- _Problem details_
Keeping every word and mark, copy all of the data.

- _Source material_
^^^^^^^^
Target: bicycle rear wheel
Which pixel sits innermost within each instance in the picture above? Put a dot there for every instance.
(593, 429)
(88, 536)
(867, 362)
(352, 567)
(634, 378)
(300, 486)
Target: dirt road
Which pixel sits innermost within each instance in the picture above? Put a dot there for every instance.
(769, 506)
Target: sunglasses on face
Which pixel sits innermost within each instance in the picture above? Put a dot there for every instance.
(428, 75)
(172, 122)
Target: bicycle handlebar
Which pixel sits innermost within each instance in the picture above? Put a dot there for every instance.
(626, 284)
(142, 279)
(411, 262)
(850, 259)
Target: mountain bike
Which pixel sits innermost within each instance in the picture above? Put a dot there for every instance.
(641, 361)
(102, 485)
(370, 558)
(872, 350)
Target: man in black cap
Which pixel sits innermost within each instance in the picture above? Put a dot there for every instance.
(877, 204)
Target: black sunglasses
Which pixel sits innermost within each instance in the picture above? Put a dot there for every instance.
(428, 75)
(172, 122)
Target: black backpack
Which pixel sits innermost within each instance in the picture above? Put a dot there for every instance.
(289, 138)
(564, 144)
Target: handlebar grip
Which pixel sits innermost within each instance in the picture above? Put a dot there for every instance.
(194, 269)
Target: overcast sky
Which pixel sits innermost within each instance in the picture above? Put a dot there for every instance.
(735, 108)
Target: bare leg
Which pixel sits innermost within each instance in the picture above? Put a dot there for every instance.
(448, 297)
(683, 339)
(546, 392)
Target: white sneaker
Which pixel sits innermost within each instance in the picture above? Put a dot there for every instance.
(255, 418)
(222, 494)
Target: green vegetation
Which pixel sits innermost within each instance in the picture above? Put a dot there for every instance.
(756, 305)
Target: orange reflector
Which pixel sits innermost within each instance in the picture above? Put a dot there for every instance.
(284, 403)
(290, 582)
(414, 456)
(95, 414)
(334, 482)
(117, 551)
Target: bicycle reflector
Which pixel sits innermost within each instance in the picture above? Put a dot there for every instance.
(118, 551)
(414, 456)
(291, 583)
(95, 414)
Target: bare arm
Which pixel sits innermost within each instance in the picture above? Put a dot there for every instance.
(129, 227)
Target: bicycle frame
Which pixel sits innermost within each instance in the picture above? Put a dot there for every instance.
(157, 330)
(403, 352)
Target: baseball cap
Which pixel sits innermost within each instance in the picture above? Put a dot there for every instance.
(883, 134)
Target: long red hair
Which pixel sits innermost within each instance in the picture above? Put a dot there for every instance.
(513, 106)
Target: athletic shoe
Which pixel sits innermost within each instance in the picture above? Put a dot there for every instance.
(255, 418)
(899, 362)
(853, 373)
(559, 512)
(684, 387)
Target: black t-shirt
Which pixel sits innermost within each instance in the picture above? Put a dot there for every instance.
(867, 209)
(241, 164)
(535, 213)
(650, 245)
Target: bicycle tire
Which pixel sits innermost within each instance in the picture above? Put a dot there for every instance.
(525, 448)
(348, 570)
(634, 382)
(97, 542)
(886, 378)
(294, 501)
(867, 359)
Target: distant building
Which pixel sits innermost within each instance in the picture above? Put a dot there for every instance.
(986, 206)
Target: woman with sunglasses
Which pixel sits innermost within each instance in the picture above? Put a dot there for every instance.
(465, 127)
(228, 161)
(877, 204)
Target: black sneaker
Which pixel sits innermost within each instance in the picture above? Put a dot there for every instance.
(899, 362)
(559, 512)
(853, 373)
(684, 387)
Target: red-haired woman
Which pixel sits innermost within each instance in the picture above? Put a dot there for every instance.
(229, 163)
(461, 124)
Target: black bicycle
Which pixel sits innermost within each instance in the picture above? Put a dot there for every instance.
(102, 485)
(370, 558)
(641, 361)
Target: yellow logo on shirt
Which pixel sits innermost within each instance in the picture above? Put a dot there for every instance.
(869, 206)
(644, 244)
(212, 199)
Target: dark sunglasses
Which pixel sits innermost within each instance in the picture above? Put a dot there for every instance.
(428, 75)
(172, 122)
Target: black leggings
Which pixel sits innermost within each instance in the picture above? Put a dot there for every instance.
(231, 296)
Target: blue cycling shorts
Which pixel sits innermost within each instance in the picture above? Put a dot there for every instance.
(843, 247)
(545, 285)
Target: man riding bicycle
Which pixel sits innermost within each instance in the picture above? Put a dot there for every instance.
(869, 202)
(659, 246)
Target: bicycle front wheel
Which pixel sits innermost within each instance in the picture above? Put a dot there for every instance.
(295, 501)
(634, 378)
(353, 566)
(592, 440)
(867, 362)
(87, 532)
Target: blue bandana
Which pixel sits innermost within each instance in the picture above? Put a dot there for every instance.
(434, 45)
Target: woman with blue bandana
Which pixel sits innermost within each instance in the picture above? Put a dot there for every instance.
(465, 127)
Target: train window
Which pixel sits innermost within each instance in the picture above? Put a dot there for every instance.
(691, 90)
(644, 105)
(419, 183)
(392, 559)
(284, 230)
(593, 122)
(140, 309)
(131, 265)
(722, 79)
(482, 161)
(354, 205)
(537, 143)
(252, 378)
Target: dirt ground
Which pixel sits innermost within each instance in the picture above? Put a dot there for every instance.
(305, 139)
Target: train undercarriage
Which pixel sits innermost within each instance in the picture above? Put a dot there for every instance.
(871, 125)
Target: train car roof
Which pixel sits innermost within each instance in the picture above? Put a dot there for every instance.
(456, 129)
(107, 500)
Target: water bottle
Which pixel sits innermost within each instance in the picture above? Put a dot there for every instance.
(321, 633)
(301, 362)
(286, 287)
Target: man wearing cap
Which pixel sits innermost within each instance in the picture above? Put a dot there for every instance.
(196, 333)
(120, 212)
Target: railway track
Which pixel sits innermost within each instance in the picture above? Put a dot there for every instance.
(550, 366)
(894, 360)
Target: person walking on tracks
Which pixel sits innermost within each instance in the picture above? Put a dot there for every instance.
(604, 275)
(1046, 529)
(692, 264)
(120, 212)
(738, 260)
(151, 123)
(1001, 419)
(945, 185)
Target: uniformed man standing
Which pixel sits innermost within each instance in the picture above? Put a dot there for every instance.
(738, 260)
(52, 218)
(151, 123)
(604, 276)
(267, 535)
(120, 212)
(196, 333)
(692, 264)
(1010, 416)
^^^^^^^^
- _Response to the exercise_
Target: bicycle rear wheel
Which pixel sits innermost within each instance in the picture above? Put a dot there for every instance.
(593, 429)
(88, 536)
(867, 362)
(352, 567)
(634, 378)
(300, 486)
Target: dirt road
Which pixel sits innermost within each instance in the picture above? Put a dot there for every instance.
(769, 506)
Target: sunglasses on face
Which pixel sits innermost within each instance in the picture above? Put a dot there for every instance.
(428, 75)
(172, 122)
Target: bicycle handlebar
Which pixel sits innermost within each instance in the picture above? Put a dot there for every instance.
(626, 284)
(142, 279)
(411, 262)
(850, 259)
Target: mountain bike
Which pixel sits innermost within each instance in the picture above? Put a dot there for every instance.
(641, 361)
(102, 485)
(370, 558)
(872, 350)
Target: man in black cap
Which pixel sits innermost within each instance in the picture above? Put a dot there for every instance.
(877, 204)
Target: black sunglasses
Which pixel sits innermost within each instance in the picture above? Put a dot there for every instance.
(428, 75)
(172, 122)
Target: black backpack
Which pixel sits innermost within each instance in the picture above? Put a dot there for every instance.
(289, 138)
(564, 144)
Target: handlebar grip
Which pixel sits innermost within each instance in the picture above? Put a dot there for every instance.
(194, 269)
Target: overcast sky
Which pixel sits innermost within each instance in the picture above? Put a dot there for every instance.
(735, 108)
Target: bare leg
Which pixel sits innermost within each instance in the picture above? Put a dot there for every instance.
(448, 297)
(683, 339)
(546, 392)
Target: white sneaker
Which pixel sits innermost within each instance in the picture above? Put a dot there for every instance.
(255, 418)
(222, 494)
Target: green vegetation
Which pixel sits innermost within each instance in the picture above? Put a dot there for every instance.
(756, 305)
Target: orange reflector
Which pixel sits innermost within each instance in the picture above? Put a dot there for every instance.
(284, 403)
(290, 582)
(414, 456)
(95, 414)
(334, 482)
(117, 551)
Target: bicycle reflector
Which pixel sits innermost within each instance in the picture above? Put a dot there for every instance.
(118, 551)
(414, 456)
(291, 583)
(95, 414)
Target: bare arm
Which pixel sits innermost within each instance in the picture above? Put a dot there for every instance.
(129, 227)
Target: bicycle frame
Which pixel sits innermost within each instance in the picture above? Put a dot there for every instance.
(157, 330)
(403, 352)
Target: baseball cap
Which pixel sits innermost within each instance in the picture above? Put a dot there for every instance.
(883, 134)
Target: long red hair
Which pixel sits innermost within each instance in the picture above? Put a dot there for every instance.
(513, 106)
Target: athletic shoe
Which pixel sits innermost within each instance in the picture above? Put a dot there for every instance.
(255, 418)
(899, 362)
(853, 373)
(559, 512)
(684, 387)
Target: black t-shirt
Which pixel sits innermost within each instance in the picture above? Put a dot there for every instance.
(867, 209)
(241, 164)
(535, 213)
(650, 245)
Target: bicycle tire
Which pixel sits innermost within each instance in the picture above? Put a dot there for every instance.
(525, 448)
(348, 570)
(634, 382)
(97, 542)
(886, 378)
(294, 501)
(867, 359)
Target: distant building
Which pixel sits innermost within each instance in the picture above? Put a dot there for every instance.
(986, 206)
Target: woman with sunglasses
Which pixel sits innermost within each instance in the picture above? Put a dot there for every instance.
(465, 127)
(228, 161)
(877, 204)
Target: black sneaker
Which pixel sits innermost within each instance in the picture above? Put a dot there for every instance.
(899, 362)
(559, 512)
(853, 373)
(684, 387)
Target: red-haired woman
Which pixel sits innermost within each instance in the picture above? Put a dot there for every instance.
(229, 163)
(461, 124)
Target: black bicycle
Which pixel sits innermost within each instance in the picture above? Put a dot there for every instance.
(102, 485)
(370, 558)
(641, 361)
Target: yellow logo on shirt
Which pixel sits innermost within each instance in the picture above? Put a dot there for every instance.
(869, 206)
(644, 244)
(212, 199)
Target: dark sunglasses
Which pixel sits innermost within each instance in the picture above? Put a dot there for every instance.
(428, 75)
(172, 122)
Target: black leggings
Which pixel sits innermost within each instance in the picture above? Put a dot there for every instance.
(231, 296)
Target: blue cycling shorts
Which pixel sits innermost within each instance in the picture above? Put a dot there for every instance.
(843, 247)
(545, 285)
Target: man riding bicycle
Which pixel sits innermost within each instance in the picture above? Put a dot there for every instance.
(869, 202)
(659, 246)
Target: bicycle front wheel
Which pixel sits innermost within each instance in the picture above? Put a dot there for every instance.
(295, 501)
(634, 378)
(353, 566)
(592, 440)
(867, 362)
(87, 532)
Target: blue bandana
Which pixel sits innermost within each instance in the picture above? Put a dot there for every instance.
(434, 45)
Target: woman with blue bandana
Which pixel sits innermost within each instance in the picture above? Put a dot there for every instance.
(465, 127)
Target: train window
Which pixel sits innermost within each instance in the picture above? Put a dot there for every instance.
(691, 90)
(644, 105)
(419, 183)
(392, 559)
(284, 230)
(593, 122)
(140, 309)
(131, 265)
(722, 79)
(482, 161)
(354, 205)
(537, 143)
(252, 378)
Target: dirt ground
Which pixel sits innermost within each instance in the picture above? Put a dot there for every instance.
(305, 139)
Target: train undercarriage
Which pixel sits innermost within each instance in the picture above? Put a dot there for every instance.
(871, 125)
Target: train car roof
Which pixel sits innermost within each instance in the picture above? Put a dot there for every instance.
(456, 129)
(107, 500)
Target: water bottle
Which pixel sits innermost within each instance in the picture above? Put a dot there for every instance.
(321, 633)
(301, 362)
(286, 287)
Target: man wearing cap
Which pixel sits innermost within each instance in the picture above? Put a dot there for every instance.
(196, 333)
(120, 212)
Target: railway track
Which pixel sits innermost within each instance in the picture above? Put a dot there for every instance.
(550, 366)
(894, 360)
Target: person walking on tracks
Which pixel sits innermost within each instance in the picture above? Put a dot there for every instance.
(604, 275)
(1046, 529)
(692, 264)
(120, 212)
(738, 260)
(151, 123)
(1001, 419)
(945, 185)
Target: uniformed man standing
Which pixel sits innermost within each instance in the picture above? Put a dot there for every instance.
(738, 260)
(52, 218)
(151, 123)
(604, 276)
(267, 535)
(120, 212)
(196, 333)
(692, 264)
(1010, 416)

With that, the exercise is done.